- _Your instructions_
Return the count of lines in the following records that include "instance", and nothing more.
◆ ◆ ◆
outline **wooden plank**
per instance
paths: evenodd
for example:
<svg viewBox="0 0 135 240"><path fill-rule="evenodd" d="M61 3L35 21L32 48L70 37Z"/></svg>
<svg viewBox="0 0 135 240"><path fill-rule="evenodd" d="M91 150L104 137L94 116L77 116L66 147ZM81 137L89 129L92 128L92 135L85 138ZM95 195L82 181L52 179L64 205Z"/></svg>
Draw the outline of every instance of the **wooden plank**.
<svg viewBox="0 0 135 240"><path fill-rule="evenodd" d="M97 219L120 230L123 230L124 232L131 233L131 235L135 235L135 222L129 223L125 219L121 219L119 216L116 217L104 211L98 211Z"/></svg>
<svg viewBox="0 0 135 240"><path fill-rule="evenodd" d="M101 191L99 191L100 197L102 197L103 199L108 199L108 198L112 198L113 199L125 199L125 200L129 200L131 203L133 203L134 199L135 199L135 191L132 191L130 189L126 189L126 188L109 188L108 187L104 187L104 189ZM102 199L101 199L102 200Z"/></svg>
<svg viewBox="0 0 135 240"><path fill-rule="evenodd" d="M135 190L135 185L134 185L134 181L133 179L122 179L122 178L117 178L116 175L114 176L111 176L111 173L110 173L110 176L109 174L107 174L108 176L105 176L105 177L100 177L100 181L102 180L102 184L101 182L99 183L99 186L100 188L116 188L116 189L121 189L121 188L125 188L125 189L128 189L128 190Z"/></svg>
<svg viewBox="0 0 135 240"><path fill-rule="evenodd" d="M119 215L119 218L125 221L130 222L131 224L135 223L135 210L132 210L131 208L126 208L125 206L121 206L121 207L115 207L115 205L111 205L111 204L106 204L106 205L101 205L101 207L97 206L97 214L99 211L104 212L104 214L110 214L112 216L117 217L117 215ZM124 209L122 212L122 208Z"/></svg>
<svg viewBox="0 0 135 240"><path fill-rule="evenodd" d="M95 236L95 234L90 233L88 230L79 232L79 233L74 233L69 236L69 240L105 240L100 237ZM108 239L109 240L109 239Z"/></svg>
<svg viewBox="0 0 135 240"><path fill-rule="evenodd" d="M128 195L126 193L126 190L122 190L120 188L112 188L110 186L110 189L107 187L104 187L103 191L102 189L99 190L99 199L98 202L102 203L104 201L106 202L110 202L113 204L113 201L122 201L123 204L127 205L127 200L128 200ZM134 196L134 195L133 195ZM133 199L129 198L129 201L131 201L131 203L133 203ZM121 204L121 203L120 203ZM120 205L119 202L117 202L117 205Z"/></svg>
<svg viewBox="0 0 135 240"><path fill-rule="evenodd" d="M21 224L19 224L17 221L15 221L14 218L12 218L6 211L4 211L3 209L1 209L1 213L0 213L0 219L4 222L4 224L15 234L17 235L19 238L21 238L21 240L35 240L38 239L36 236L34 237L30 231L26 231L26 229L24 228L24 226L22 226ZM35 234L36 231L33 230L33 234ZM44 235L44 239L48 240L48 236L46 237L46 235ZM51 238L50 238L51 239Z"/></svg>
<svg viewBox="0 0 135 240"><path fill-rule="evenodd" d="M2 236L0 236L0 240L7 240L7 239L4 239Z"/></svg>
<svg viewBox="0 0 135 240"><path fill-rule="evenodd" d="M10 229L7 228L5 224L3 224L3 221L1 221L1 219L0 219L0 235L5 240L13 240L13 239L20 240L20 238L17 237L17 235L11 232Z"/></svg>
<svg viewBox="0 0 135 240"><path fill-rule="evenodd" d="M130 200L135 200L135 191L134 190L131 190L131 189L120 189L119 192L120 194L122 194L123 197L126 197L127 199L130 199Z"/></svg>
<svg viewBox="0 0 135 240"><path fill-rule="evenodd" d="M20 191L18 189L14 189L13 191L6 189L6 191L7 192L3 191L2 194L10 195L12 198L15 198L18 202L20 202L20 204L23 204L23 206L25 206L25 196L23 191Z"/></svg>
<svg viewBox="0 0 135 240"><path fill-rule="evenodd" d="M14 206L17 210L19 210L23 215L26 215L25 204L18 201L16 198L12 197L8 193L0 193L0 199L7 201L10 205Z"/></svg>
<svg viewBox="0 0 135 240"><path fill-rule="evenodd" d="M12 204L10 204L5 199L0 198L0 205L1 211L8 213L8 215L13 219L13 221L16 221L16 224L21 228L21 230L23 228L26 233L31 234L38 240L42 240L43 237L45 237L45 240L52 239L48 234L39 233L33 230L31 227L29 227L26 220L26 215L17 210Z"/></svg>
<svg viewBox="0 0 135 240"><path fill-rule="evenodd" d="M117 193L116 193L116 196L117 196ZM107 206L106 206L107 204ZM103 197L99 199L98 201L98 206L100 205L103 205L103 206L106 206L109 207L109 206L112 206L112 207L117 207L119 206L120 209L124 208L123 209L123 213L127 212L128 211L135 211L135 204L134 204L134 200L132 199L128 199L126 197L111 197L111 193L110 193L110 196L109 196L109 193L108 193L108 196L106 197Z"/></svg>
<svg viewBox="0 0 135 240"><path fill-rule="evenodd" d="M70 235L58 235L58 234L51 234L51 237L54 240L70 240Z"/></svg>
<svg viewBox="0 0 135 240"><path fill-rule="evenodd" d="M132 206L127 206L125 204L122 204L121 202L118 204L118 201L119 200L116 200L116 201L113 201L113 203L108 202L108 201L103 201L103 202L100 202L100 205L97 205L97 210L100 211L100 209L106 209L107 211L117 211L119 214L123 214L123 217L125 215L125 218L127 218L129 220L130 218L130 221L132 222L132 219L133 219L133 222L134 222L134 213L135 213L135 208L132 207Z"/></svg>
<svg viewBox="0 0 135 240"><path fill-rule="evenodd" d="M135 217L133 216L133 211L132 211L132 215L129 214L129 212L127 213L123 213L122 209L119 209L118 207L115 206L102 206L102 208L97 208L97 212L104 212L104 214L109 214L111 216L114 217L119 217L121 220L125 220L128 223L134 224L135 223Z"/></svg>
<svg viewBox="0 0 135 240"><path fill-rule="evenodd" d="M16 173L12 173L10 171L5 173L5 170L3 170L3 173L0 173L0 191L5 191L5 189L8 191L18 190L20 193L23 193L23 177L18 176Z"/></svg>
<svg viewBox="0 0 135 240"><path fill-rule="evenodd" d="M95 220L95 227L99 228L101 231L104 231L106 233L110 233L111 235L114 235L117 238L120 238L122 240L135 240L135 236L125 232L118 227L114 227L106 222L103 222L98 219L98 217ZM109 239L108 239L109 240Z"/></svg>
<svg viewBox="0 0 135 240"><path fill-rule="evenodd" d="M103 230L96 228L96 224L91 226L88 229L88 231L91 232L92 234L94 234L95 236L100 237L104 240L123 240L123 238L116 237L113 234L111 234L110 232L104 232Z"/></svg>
◆ ◆ ◆
- _Task answer_
2